● Objectif de la tâche
Poursuivez l'article sur la place des acteurs et actrices noirs dans le cinéma français à partir de sa dernière phrase.

Hola tout le monde ! Aujourd’hui on parle cinéma français. Je grince souvent des dents à la vue des personnages noirs dans les films français. En effet, après avoir visionné de nombreux films, j’en suis arrivée à deux conclusions :
- La représentation des acteurs et actrices noir.es reste limitée.
- Les rôles attribués aux acteurs et actrices noir.es sont encore trop stéréotypés.
Je vais développer ces deux points dans cet article.
Les acteurs et actrices noirs sont avant tout NOIRS au cinéma
Et si ce n’était pas le cas, je ne serais pas en train d’écrire cet article. Malheureusement, il est quasiment impossible pour les acteurs et actrices noir.es de faire abstraction de leur couleur de peau au cinéma. Ils et elles doivent très souvent se cantonner à jouer des rôles de Noir.es, contrairement aux acteurs et actrices blanc.hes qui ont le privilège de pouvoir se projeter dans tous les types de personnages.

Entrées de contours de zones étiquetées
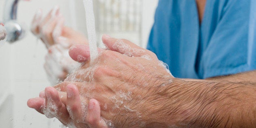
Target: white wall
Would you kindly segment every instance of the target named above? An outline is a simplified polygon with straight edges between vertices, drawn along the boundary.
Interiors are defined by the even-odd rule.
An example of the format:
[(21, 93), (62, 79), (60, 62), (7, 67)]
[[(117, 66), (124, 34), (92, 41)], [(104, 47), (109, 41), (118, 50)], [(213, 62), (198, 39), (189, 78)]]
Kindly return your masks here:
[[(157, 0), (143, 0), (141, 46), (145, 46)], [(0, 21), (2, 19), (4, 1), (0, 0)], [(60, 124), (57, 119), (48, 119), (26, 106), (27, 99), (38, 96), (40, 91), (50, 85), (43, 68), (47, 50), (42, 42), (29, 31), (29, 26), (37, 9), (41, 8), (46, 14), (58, 4), (66, 18), (66, 24), (85, 33), (85, 18), (82, 4), (82, 0), (77, 0), (20, 1), (18, 19), (26, 25), (26, 35), (23, 39), (13, 44), (0, 44), (0, 127), (11, 128), (10, 126), (12, 125), (13, 128), (60, 127)], [(128, 39), (132, 40), (132, 37), (130, 37)], [(9, 99), (4, 99), (4, 97)], [(6, 101), (8, 101), (8, 104)], [(1, 106), (1, 102), (5, 105)]]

● Résultat
Quand on y réfléchit bien, c’est l’essence même du racisme. Il réduit les personnes non-blanches à une partie réelle ou supposée de leur identité, à cause de laquelle elles sont perçues comme étant radicalement différentes et infériorisées. Or, le cinéma français est né à la fin du 19ème siècle, en pleine expansion coloniale. Souvenez-vous, c’était la sombre époque du racisme scientifique et des zoos humains. Il n’était donc pas étonnant que le regard porté sur les personnes noires au cinéma fusse façonné par la colonisation. Certes, les choses ont évolué depuis mais force est de constater qu’aujourd’hui les acteurs et actrices noir.es ne se sont pas parvenus à se soustraire de ce regard colonial.
Ces derniers en témoignent eux-mêmes. Je vous conseille pour cela l’essai Noire n’est pas mon métier, qui rassemble les témoignages et réflexions de 16 comédiennes noires ou métisses. Le titre de l’essai parle de lui-même. J’ai été particulièrement touchée par ces mots de Rachel Khan : « Parce que, pendant des siècles, cette couleur de peau était aussi celle des esclaves, des colonisés, parce qu’elle reste un fantasme exotique ou qu’elle renvoie à une classe sociale pauvre, il faudrait qu’elle raconte encore et toujours cela au cinéma. Il est temps de s’affranchir des chaînes et autres cloisons mentales ».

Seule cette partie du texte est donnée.